→ DOCUMENT:

----------------------------------------

Opinion
No. 1D18-4146
04-09-2020
Brian A. Wahl of Bradley Arant Boult Cummings LLP, Birmingham, for Appellant. No appearance for Appellees.
Brian A. Wahl of Bradley Arant Boult Cummings LLP, Birmingham, for Appellant.
No appearance for Appellees.
Per Curiam.
MTGLQ appeals a final judgment in favor of Samantha Snow and Darrell Moore in this mortgage foreclosure case. MTGLQ contends the trial court erred in denying foreclosure and discharging the lis pendens , thereby eliminating its secured interest in the subject property. Because the trial court abused its discretion and erred as a matter of law, and because its factual findings are not supported by competent, substantial evidence, we reverse the denial of foreclosure and remand for further proceedings consistent with this opinion. We affirm, without further comment, the trial court’s determination that the proceedings are not barred by res judicata.
Facts
MTGLQ filed a foreclosure complaint against Snow and Moore seeking a judgment of foreclosure on the mortgaged property. Receiving no timely response to the complaint, the trial court ordered responses by a date certain. Again, no responses were filed by Snow or Moore, so MTGLQ requested a default judgment. Ultimately, Moore filed a response in the form of a motion, and on the same day, the trial court set the matter for trial. At trial, MTGLQ’s corporate representative, Snow, Moore, and Moore’s current wife all testified. The trial testimony revealed that in October 2004, Snow—who at the time was married to Moore—executed a promissory note (Note) in favor of Flagstar Bank in the amount of $243,750.00. Moore, however, did not sign the Note. Snow and Moore then jointly entered a mortgage agreement with Flagstar Bank, granting it a security interest in the subject property, which was owned by both parties.

----------------------------------------

→ ENTRIES PROVIDED:
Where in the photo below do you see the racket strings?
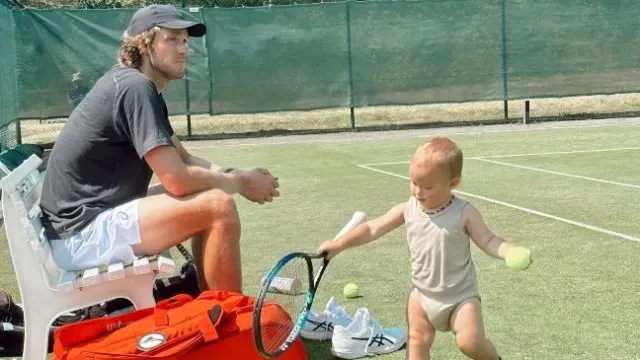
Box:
[260,257,309,354]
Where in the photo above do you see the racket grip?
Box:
[262,276,304,295]
[333,211,367,240]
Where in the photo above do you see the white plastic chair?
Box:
[0,155,176,360]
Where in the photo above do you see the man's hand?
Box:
[317,240,342,260]
[239,168,280,204]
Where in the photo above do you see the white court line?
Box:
[363,147,640,166]
[475,158,640,189]
[358,165,640,242]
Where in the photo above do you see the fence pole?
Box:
[180,0,192,137]
[345,1,356,129]
[501,0,509,120]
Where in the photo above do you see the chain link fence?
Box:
[0,0,640,148]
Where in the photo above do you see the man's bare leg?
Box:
[133,189,242,291]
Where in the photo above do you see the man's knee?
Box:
[204,189,240,223]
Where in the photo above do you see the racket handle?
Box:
[262,276,303,295]
[333,211,367,240]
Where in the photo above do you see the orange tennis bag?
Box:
[53,290,307,360]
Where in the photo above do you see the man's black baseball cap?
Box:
[127,4,207,37]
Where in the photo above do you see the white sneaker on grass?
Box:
[331,308,406,359]
[300,297,353,340]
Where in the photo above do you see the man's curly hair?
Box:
[118,26,160,69]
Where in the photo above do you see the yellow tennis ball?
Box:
[504,246,531,270]
[342,283,359,299]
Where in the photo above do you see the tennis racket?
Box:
[253,212,366,359]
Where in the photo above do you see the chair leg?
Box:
[22,312,54,360]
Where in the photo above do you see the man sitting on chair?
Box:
[41,5,279,291]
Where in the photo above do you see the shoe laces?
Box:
[331,306,349,319]
[364,317,382,354]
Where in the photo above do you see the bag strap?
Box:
[153,294,193,326]
[82,304,231,360]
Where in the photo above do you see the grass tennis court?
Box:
[0,122,640,360]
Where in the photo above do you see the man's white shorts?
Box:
[49,199,140,270]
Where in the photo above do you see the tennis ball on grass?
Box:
[504,246,531,270]
[342,283,360,299]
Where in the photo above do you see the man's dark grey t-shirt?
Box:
[40,67,173,239]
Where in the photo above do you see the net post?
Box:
[522,99,530,125]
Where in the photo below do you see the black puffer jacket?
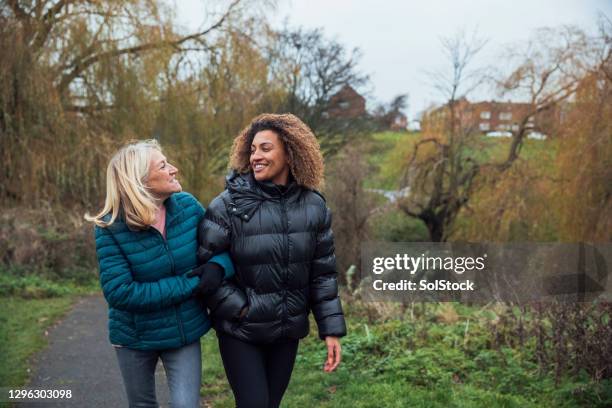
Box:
[198,172,346,343]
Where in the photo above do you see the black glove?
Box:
[187,262,225,298]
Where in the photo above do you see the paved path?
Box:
[25,295,168,408]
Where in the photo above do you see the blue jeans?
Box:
[115,340,202,408]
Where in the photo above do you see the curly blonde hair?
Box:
[230,113,324,189]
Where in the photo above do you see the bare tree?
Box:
[398,32,486,242]
[399,27,609,241]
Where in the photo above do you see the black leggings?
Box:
[217,333,299,408]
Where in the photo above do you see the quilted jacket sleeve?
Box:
[193,198,235,278]
[198,196,247,320]
[310,206,346,339]
[95,227,198,312]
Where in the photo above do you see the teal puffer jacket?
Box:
[95,193,234,350]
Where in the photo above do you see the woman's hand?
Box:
[187,262,223,299]
[323,336,342,373]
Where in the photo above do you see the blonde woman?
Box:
[85,140,234,408]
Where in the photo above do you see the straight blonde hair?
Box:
[85,139,162,229]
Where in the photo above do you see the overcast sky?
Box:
[176,0,612,119]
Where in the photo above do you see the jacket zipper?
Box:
[153,228,187,346]
[281,193,289,336]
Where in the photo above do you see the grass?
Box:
[202,303,612,407]
[0,295,76,387]
[365,131,557,190]
[0,268,97,387]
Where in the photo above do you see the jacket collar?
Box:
[225,170,301,221]
[164,193,183,230]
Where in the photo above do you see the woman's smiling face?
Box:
[146,150,183,200]
[250,130,289,184]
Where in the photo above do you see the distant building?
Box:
[390,112,408,130]
[425,98,560,137]
[325,84,366,119]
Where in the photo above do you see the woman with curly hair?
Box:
[198,114,346,408]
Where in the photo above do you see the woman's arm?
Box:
[95,227,198,312]
[310,207,346,340]
[198,196,247,320]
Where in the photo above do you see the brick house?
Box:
[425,98,560,133]
[325,84,366,119]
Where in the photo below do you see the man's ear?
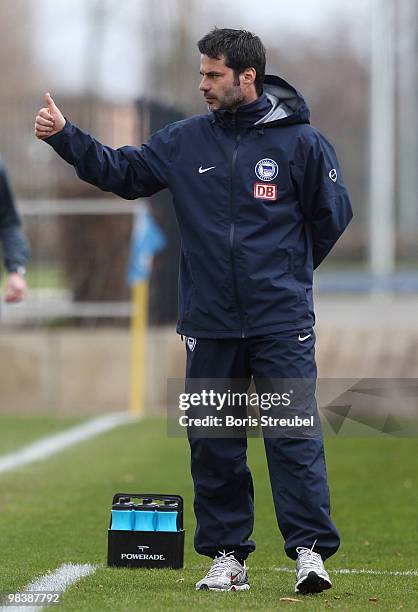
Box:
[240,68,257,87]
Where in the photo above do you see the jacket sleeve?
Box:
[293,132,353,269]
[45,120,170,200]
[0,160,30,272]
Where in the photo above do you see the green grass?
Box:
[0,419,418,612]
[0,413,85,455]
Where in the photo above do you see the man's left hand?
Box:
[4,272,26,304]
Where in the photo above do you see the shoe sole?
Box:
[295,572,332,595]
[196,584,250,592]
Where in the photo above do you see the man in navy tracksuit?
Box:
[0,159,29,303]
[35,29,352,593]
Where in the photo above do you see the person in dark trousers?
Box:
[0,159,29,303]
[35,29,352,593]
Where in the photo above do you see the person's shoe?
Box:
[196,551,250,591]
[295,540,332,595]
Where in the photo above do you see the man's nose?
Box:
[199,77,210,91]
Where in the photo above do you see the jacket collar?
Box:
[211,93,271,128]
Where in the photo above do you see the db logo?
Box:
[254,183,277,200]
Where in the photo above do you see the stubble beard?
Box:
[208,85,245,112]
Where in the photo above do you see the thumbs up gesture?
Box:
[35,93,65,140]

----------------------------------------

→ TO BE DONE:
1) From the foreclosure opinion, reproduce word for word the passage that begins with the words containing "MTGLQ appeals a" and ends with "by res judicata.".
2) Using the foreclosure opinion, answer the following:
(a) Who appeared for the Appellant?
(b) Which determination of the trial court was affirmed without further comment?
(c) In what amount was the promissory note executed in favor of Flagstar Bank?

→ TASK RESPONSES:
1)
MTGLQ appeals a final judgment in favor of Samantha Snow and Darrell Moore in this mortgage foreclosure case. MTGLQ contends the trial court erred in denying foreclosure and discharging the lis pendens , thereby eliminating its secured interest in the subject property. Because the trial court abused its discretion and erred as a matter of law, and because its factual findings are not supported by competent, substantial evidence, we reverse the denial of foreclosure and remand for further proceedings consistent with this opinion. We affirm, without further comment, the trial court’s determination that the proceedings are not barred by res judicata.

2)
(a) Brian A. Wahl of Bradley Arant Boult Cummings LLP, Birmingham.
(b) The determination that the proceedings are not barred by res judicata.
(c) $243,750.00.